Directions: Put every line of the data below into a numbered list, leaving out any blank lines.

** Begin Extracted data **

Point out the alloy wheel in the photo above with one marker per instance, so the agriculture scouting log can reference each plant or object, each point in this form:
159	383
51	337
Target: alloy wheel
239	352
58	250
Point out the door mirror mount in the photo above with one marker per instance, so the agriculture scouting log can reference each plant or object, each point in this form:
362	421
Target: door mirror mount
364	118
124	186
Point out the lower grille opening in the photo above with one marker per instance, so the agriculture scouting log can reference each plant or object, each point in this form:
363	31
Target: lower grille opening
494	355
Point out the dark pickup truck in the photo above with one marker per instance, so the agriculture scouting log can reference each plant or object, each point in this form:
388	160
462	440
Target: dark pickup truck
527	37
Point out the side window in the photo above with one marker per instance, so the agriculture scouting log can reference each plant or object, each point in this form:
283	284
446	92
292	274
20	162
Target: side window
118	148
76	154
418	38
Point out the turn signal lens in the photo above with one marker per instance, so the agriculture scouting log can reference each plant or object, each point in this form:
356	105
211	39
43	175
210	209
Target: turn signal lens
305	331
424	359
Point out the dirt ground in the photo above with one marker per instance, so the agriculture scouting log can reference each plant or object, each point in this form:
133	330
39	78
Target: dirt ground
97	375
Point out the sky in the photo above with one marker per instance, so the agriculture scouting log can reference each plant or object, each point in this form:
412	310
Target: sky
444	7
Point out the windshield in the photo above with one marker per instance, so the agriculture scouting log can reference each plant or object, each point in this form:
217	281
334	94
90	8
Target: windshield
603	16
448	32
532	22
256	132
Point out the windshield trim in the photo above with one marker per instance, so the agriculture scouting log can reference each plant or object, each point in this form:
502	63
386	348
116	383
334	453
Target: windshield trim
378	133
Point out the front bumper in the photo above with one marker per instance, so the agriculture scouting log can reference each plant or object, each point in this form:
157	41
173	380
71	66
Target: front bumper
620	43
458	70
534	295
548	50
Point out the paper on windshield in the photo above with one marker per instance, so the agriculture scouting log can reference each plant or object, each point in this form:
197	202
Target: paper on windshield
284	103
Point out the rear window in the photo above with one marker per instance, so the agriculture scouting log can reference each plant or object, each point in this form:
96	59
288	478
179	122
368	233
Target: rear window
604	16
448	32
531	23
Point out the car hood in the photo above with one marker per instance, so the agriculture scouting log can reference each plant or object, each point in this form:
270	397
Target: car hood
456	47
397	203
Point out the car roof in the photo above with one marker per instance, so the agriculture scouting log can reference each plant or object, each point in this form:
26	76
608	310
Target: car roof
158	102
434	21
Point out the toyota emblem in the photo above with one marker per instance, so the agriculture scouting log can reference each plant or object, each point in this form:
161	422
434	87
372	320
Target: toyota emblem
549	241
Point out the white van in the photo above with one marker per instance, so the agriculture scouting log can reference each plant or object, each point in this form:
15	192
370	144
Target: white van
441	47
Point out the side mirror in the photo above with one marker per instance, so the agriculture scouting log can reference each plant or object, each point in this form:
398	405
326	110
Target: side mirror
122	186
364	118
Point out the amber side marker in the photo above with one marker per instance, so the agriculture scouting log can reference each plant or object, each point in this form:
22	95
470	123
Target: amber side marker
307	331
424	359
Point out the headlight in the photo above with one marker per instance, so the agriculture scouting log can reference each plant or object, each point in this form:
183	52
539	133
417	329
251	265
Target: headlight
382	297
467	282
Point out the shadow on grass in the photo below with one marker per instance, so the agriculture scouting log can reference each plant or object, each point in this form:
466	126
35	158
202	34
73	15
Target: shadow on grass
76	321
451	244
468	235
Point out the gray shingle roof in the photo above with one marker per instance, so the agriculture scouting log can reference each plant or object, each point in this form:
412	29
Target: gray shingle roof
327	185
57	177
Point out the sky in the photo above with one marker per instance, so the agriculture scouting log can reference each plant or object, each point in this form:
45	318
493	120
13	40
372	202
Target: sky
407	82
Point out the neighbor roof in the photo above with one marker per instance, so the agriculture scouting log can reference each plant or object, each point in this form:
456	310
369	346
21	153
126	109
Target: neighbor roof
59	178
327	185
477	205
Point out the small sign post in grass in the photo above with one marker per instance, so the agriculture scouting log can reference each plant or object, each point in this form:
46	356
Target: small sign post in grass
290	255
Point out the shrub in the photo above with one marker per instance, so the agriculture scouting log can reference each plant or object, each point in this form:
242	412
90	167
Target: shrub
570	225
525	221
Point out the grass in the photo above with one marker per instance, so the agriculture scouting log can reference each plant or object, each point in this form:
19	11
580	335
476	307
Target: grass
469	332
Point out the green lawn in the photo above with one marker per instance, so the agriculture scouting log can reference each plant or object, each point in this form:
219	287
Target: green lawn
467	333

** End Extracted data **

Final result:
1. Point out the alloy wheel in the photo above with one marker per instance, so the agriculture scouting log can reference each plant or object, each point in this form:
2. 159	383
3. 51	337
4. Target: alloy wheel
5. 239	352
6. 58	250
7. Point out the door mirror mount in the photo above with one marker per instance, so the agriculture scouting log can reference each plant or object, each point in this form:
8. 362	421
9. Target: door mirror mount
10. 364	118
11. 124	186
12. Point out the lower grille opening in the photo above with one marker per instance, so the agriculture scouting log can reference each plant or object, each point in this form:
13. 363	31
14. Target: lower grille opening
15. 494	355
16. Point out the dark pickup truck in the photo above with one marker per instance, so the agriculture scouting log can reference each plant or object, each point in this form:
17. 388	160
18. 462	440
19. Target: dark pickup truck
20. 527	37
21. Point out the side window in the photo above with one marker per instance, so the agriculture scouting log can reference each plant or object, each point in this form:
22. 283	284
23. 446	92
24. 292	274
25. 20	162
26. Target: side window
27. 118	148
28. 76	154
29. 418	38
30. Point out the turn signal lens in the photo above with one marker per instance, so the agriculture scouting log can reference each plant or object, each point in this form:
31. 356	105
32. 211	39
33. 43	175
34. 210	209
35. Target: turn signal lens
36. 305	331
37. 424	359
38. Point out the dirt ground in the photo above with one marker per instance, so the agriculture scouting log can reference each plant or object, each point in this form:
39. 133	330
40. 39	78
41. Target: dirt ground
42. 97	375
43. Point out the sky in the photo above with one marker per instance, so the agriculture scouting log can reference each plant or object, each point in this form:
44. 412	310
45. Target: sky
46. 444	7
47. Point out the windshield in the photo above with one marker per instance, so the agriculture scouting log can reference each plant or object, each point in this form:
48. 217	281
49. 334	94
50. 90	8
51. Target: windshield
52. 603	16
53. 448	32
54. 532	22
55. 256	132
56. Point out the windshield trim in the photo above with one marker per instance, so the agriculture scouting log can reference each plant or object, each point in this form:
57. 502	63
58. 386	348
59. 116	383
60. 334	453
61. Target: windshield trim
62. 378	133
63. Point out the front bumper in the photo above with one marker per instance, so the agriculture scouting log can reference each plant or object, each point in this form:
64. 157	41
65. 173	380
66. 71	66
67. Target: front bumper
68. 620	43
69. 458	70
70. 534	295
71. 548	50
72. Point out the paper on windshield in the photo above with one marker per instance, so the agriculture scouting log can reference each plant or object, each point in this form:
73. 197	202
74. Target: paper on windshield
75. 284	103
76. Point out the rear window in the photo above with one marker per instance, so the agriculture scouting log can reference each plant or object, each point in this form:
77. 96	59
78. 288	478
79. 179	122
80. 368	233
81. Target: rear window
82. 604	16
83. 448	32
84. 531	23
85. Point out the car hood in the photo above with one marker per instance, so the agriculture scouting log can reference each plant or object, each point in this form:
86. 270	397
87. Target: car hood
88. 456	47
89. 397	203
90. Point out the car roof in the photo above with one marker per instance, so the agriculture scouting log can reference each plant or object, each point in this form:
91. 26	76
92. 608	310
93. Target: car roof
94. 158	102
95. 434	21
96. Point out the toyota emblem in the photo above with one marker per instance, so the agriculture scouting log can reference each plant or object, each point in this form:
97. 161	422
98. 434	87
99. 372	320
100. Target: toyota emblem
101. 549	241
102. Point out the white van in the photo above with one marker per instance, so the agriculture scouting log can reference each plant or object, each point in this form:
103. 15	192
104. 370	144
105. Target: white van
106. 441	47
107. Point out the side mirror in the photo above with one marker per instance, so the agriculture scouting log can reference each plant or object, each point in this form:
108. 398	405
109. 326	110
110. Target: side mirror
111. 122	186
112. 364	118
113. Point out the amber side marker in the photo above with one marker per instance, so the agriculture scouting log can reference each plant or object, each point in this form:
114. 22	95
115. 470	123
116. Target: amber side marker
117. 307	331
118. 424	359
119. Point out the headlight in the photo above with one marker per instance, so the agriculture scouting log can reference each plant or object, each point in this form:
120. 183	52
121. 539	133
122. 417	329
123. 251	265
124. Target: headlight
125. 382	297
126. 467	282
127. Point out the shadow on grass in the photo below with one marker per instance, so the agriculture scouting log can reference each plant or object, each point in this form:
128. 466	126
129. 35	158
130. 202	34
131. 73	15
132. Target: shadow on grass
133. 76	321
134. 451	244
135. 468	235
136. Point out the gray shingle roof in the photo above with one marker per instance, so the agriculture scouting log can reference each plant or object, each point in this form:
137. 412	29
138. Target: gray shingle roof
139. 327	185
140. 57	177
141. Point out the sky in the photo above with one marker per instance, so the agriculture scouting log can reference each plant or object, each point in this form:
142. 45	318
143. 493	120
144. 13	40
145. 372	202
146. Target: sky
147. 407	82
148. Point out the neighbor roof in the photo above with one marker per instance, so the agriculture scouting log can reference each plant or object, each point in this form:
149. 456	310
150. 369	346
151. 21	153
152. 126	109
153. Target: neighbor roof
154. 59	178
155. 327	185
156. 477	205
157. Point out the small sign post in grass in the photo above with one marker per instance, so the agriculture scouting log can reference each plant or object, each point in this form:
158. 46	356
159. Target: small sign post in grass
160. 290	255
161. Point out the shrub in the photo above with one marker per instance, so the agriculture scouting log can reference each plant or object, each point in this form:
162. 242	412
163. 90	167
164. Target: shrub
165. 570	225
166. 525	221
167. Point out the grass in the photo above with one marker per instance, so the agriculture scouting log can reference each plant or object, each point in this form:
168. 19	11
169. 580	335
170. 476	307
171. Target: grass
172. 469	332
173. Point out the green lawn in the photo above with one marker per instance, so the agriculture scouting log can reference each plant or object, each point in this form:
174. 219	287
175. Target: green lawn
176. 467	333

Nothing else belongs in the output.